- 抜粋本文
***

被控訴人は、控訴人らに対し、それぞれ、金四、三〇六万二、九〇〇円およびこれ
に対する昭和三八年一〇月二一日から支払いずみに至るまで年五分の割合による金
員を支払え。訴訟費用は、第一、二審とも被控訴人の負担とする。」
との判決
二 被控訴人、
 主文第一項同旨および「控訴費用は控訴人の負担とする。」
との判決
第二 当事者の主張
 当事者双方の事実および法律上の陳述は、つぎに掲げるもののほか、原判決の事
実欄中「第二原告らの主張」および「第三被告の主張」(ただし、いずれもその二
項および八項を除く。)に記載されたところと同一(ただし、「第二原告らの主
張」九項(三)に「金四千三百六万二千八百円」とあるのを「金四千三百六万二千
九百円」と訂正する。)であるから、これを引用する。
一 控訴人らの主張
(一) 原判決は、本件特許発明の要旨を、特許明細書記載の一実施例に基づいて
特殊な意義に解釈し、これと被控訴人製品との対比を行なつたうえ、被控訴人製品
が本件特許発明の技術的範囲に属しないとの結論を導いている。
 そこで、本件特許発明の技術内容を再説すれば、本件特許発明の目的とするとこ
ろは、
 「常時絞りを全開せしめて像を明瞭ならしめシヤツターの作働に際しまたは焦点
深度観察をなさんとする等の必要時のみ自動的に予め定めたる絞り度に絞らんとす
るにある。」
そして、この発明の目的を達するための必要欠くべからざる技術的構造として、本
件特許発明はつぎの各要素を採用する。
(イ) 絞り度調整環に止子を設けること
(ロ) 絞り羽根開閉板(以下開閉板という。)を該止子に衝合するようにするこ

(ハ) 開閉板にシヤツターの起動杆に関連せる作動環を係合し、常時絞りを全開
状態に保たせること
(ニ) シヤツターの作動に際し、シヤツターが開き始めない期間中に作動環を押
進し、開閉板が止子に衝合するまでこれを共に回動させること
 右の構造を前記発明の目的と関連させて説明すれば、つぎのとおりである。すな
わち、シヤツターの起動杆が作動しないうちは開閉板が全開状態の位置を保持する
ように、シヤツターの起動杆と関連して作動すべくした作動環を右開閉板と係合さ
せ、開閉板を常時は全開の状態に保たせる。
 そして、必要時シヤツター釦を押すと、シヤツターの起動杆に関連する作動環が
作動してこれと係合している開閉板を共に回動させて絞り込むのであるが、プリセ
ツトされた絞り度調整環に止子が設けられており前記開閉板はこの止子に衝合する
ようになつているので、開閉板は予定絞り度の個所において止子に行き当り、それ
以上は絞り運動を停止し、予定絞りを完了するのである。
 そして、前記作動環はシヤツターが開き始めない期間中に押進され、しかも、こ
れと係合している開閉板を回動し絞り込みを完了した後シヤツター幕が開き始める
ようになつているので、絞り込みを完了しないうちにシヤツターが開かれることは
ない。
 なお、かようなシヤツターの作動とは関連なく随時焦点深度を観察しようとする
ときには、開閉板は作動環に結合あるいは固定されておらず「係合」されているに
止まるので、開閉板のみを作動環と切り離して、手をもつて直接に、または特設の
釦、槓杆等で回動させて予定絞りを得ることができるわけである。

***

- 課題の目的
抜粋では、「第二原告らの主張」九項(三)にある「金四千三百六万二千八百円」は何と訂正されているか。 抜粋に書かれていることだけを根拠にする。

- 提示情報
***

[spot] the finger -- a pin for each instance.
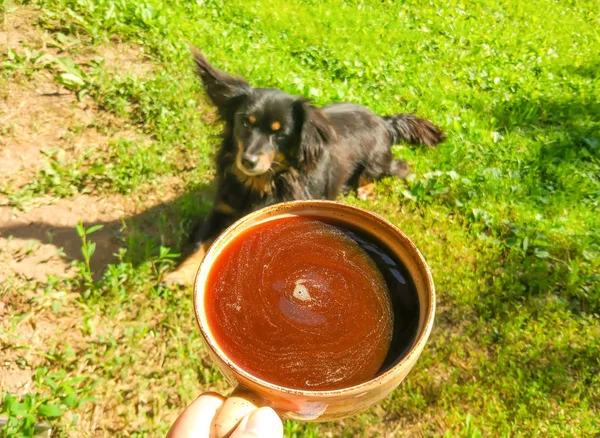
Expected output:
(195, 421)
(260, 423)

***

- 結果
「金四千三百六万二千九百円」と訂正されている。